------ Artigo ------
10. Agora, cá entre nós: fazê-la - a essa que está aí - sentar-se à mesa com Psicologia, Antropologia, Sociologia, Fenomenologia, Filosofia, Etnologia, História, Geografia - convenhamos! Que se pode fazer alguma coisa chamada "antropologia teológica" não me desmentem os livros e os teólogos, mas também se escreveu Eram os Deuses Astronautas... bestseller, aliás, que li em minha adolescência como quem descobre segredos...

11. Não serei eu a decidir o que é científico. Nisso, concordo: politicamente, mas apenas politicamente, a verdade é o que se diz ser a verdade, assim como a Trindade e um Jesus-Deus viraram verdade notória da noite para o dia, por força de "consenso" (pero no mucho!). Quem decidirá o que a Teologia é - politicamente - é a sociedade... Todavia, se valerem as regras internas ao jogo científico; se valer uma definição de ciência que a relacione inegociavelmente com o real, submetida aos jogos de lidar com esse real de modo universal, crítico e refutável; nesse caso, chame-se a Teologia com mil letras garrafais de ciência - e ela só passará ridículo. O estético e o político não são científicos - e, quando se tornam, deixam de ser estético e político. E a Teologia, para todos os fins, é apenas isso - alguma coisa entre estética e política - quero dizer, a isso que se chama Teologia desde há 2.500 anos e antes...

12. Resta discutir se, não sendo ciência, ela pode ser "racional". Mas isso deixarei para amanhã. Comento apenas que, mais uma vez, deve-se, antes, decidir o que é ser racional - um jogo de xadrez é, e, todavia, não passa de um jogo, onde cavalos andam em L e a rainha pode mais que o rei, ainda que Caetano sonhe ainda com o dia em que a tigresa possa mais do que o leão...

13. Pensemos no que queremos dizer quando usamos a palavra "racional". Para mim, é a relação crítica entre a consciência humana e o real. Ponto. Se a preocupação legítima, crítica e metodológica em face do "real" não estiver presente no "jogo", o termo pode ser "racional", mas o que aí se observará terá a dimensão de Cérbero, do Grande Strunf e do Capitão Gancho...

14. Para terminar, não diria que Popper seja um positivista. Por outro lado - e não nego a possibilidade de eu estar errado - penso ser demasiado arriscado classificá-lo como um não-fundacionista. O fundamento dele pode não ser o de Comte - e não é, sem dúvida! Mas Popper acredita no conhecimento, e, com conhecimento, não estou falando de contos de fada, por mais bíblicos que se apresentem em praça pública...
------ Registros ------
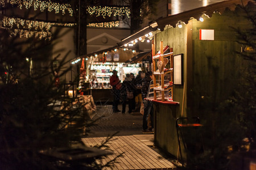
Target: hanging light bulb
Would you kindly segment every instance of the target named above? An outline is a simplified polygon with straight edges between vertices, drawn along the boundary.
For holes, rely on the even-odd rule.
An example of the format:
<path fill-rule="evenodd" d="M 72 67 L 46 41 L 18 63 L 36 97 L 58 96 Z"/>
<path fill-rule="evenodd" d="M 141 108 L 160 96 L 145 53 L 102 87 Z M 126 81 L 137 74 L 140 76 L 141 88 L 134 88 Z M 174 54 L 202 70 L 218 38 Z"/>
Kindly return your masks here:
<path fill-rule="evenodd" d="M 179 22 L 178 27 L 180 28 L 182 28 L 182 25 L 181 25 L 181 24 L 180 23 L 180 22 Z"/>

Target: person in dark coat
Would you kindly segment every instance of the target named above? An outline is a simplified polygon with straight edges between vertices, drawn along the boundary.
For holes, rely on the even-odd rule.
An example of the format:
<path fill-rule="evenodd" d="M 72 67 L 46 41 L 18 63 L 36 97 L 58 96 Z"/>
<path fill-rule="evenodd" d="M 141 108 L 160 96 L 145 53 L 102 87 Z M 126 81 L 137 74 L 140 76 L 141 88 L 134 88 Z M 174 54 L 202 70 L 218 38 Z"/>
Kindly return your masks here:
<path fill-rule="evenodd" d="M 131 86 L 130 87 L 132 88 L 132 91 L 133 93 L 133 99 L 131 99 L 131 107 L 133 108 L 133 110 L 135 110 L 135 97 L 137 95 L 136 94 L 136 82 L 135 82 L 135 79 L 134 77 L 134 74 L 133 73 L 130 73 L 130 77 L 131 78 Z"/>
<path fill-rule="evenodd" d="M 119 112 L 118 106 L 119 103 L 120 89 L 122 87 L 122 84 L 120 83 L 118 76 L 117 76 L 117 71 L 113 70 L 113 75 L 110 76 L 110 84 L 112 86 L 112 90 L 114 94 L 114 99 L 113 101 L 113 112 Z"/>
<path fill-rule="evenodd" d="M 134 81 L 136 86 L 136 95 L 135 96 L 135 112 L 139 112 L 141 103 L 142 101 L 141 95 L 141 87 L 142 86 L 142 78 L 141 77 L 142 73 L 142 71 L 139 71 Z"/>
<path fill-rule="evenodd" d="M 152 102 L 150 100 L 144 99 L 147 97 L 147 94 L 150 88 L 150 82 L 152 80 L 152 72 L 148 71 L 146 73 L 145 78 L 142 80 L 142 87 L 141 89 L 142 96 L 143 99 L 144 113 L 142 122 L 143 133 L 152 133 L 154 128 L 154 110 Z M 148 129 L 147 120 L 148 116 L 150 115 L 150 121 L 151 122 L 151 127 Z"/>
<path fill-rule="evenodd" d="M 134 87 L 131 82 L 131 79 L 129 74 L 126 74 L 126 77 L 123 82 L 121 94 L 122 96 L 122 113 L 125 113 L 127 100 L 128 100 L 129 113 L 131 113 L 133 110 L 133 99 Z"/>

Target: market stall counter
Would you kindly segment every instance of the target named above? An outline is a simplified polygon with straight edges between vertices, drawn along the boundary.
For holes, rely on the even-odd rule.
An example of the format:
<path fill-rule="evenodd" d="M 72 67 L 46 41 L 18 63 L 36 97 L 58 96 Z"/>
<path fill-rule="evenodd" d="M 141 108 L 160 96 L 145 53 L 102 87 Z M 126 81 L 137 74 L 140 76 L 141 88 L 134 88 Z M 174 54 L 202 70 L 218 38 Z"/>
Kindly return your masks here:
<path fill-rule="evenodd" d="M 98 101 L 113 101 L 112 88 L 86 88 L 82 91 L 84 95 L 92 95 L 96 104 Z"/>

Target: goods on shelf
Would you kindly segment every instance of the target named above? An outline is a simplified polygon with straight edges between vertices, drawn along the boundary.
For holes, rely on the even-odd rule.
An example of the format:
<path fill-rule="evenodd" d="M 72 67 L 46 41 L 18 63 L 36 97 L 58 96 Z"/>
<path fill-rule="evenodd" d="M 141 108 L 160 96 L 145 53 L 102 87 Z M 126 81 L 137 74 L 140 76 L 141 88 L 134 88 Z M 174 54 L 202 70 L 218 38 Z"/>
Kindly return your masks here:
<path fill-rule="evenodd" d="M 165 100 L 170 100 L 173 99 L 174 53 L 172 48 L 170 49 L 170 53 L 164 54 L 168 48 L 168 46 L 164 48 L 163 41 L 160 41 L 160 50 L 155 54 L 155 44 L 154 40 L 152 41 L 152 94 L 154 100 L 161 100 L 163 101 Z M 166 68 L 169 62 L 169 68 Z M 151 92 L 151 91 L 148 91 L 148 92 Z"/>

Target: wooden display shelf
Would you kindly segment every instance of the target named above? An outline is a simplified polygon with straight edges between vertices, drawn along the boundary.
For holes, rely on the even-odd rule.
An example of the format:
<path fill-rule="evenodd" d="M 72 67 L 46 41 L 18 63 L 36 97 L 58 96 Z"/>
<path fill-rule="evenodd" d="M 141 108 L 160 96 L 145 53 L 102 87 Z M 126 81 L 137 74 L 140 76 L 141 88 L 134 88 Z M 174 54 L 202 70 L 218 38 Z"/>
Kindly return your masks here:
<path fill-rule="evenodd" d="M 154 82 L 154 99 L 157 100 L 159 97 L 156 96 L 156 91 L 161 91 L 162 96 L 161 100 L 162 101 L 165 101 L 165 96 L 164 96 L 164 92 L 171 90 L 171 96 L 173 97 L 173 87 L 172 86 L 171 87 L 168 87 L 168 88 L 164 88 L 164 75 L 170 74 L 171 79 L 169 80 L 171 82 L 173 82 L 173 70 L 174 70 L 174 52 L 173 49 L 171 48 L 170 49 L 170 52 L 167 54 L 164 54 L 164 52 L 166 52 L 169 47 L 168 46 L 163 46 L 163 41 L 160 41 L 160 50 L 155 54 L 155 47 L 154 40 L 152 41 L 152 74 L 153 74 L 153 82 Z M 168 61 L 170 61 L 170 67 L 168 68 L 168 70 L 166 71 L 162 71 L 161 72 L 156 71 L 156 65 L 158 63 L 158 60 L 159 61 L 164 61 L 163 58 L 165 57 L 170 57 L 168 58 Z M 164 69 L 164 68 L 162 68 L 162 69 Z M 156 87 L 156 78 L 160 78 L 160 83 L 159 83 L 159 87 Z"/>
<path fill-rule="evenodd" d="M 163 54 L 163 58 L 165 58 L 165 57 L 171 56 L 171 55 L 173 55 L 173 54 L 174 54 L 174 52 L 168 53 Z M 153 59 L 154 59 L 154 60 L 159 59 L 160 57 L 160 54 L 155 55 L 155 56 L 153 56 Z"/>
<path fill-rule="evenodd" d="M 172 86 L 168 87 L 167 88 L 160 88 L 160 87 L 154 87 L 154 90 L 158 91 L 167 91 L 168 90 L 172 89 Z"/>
------
### [Tarefa]
Indique se cada afirmação abaixo concorda com o texto sobre teologia e ciência. Responda sim ou não e cite as palavras do texto que decidem a questão.
1. O autor considera Popper um positivista.
2. O autor define "racional" como a relação crítica entre a consciência humana e o real.
3. O autor deixa para outro dia a discussão sobre se a Teologia pode ser "racional".

### [Resposta esperada]
1. Não: "não diria que Popper seja um positivista."
2. Sim: "Para mim, é a relação crítica entre a consciência humana e o real."
3. Sim: "Mas isso deixarei para amanhã."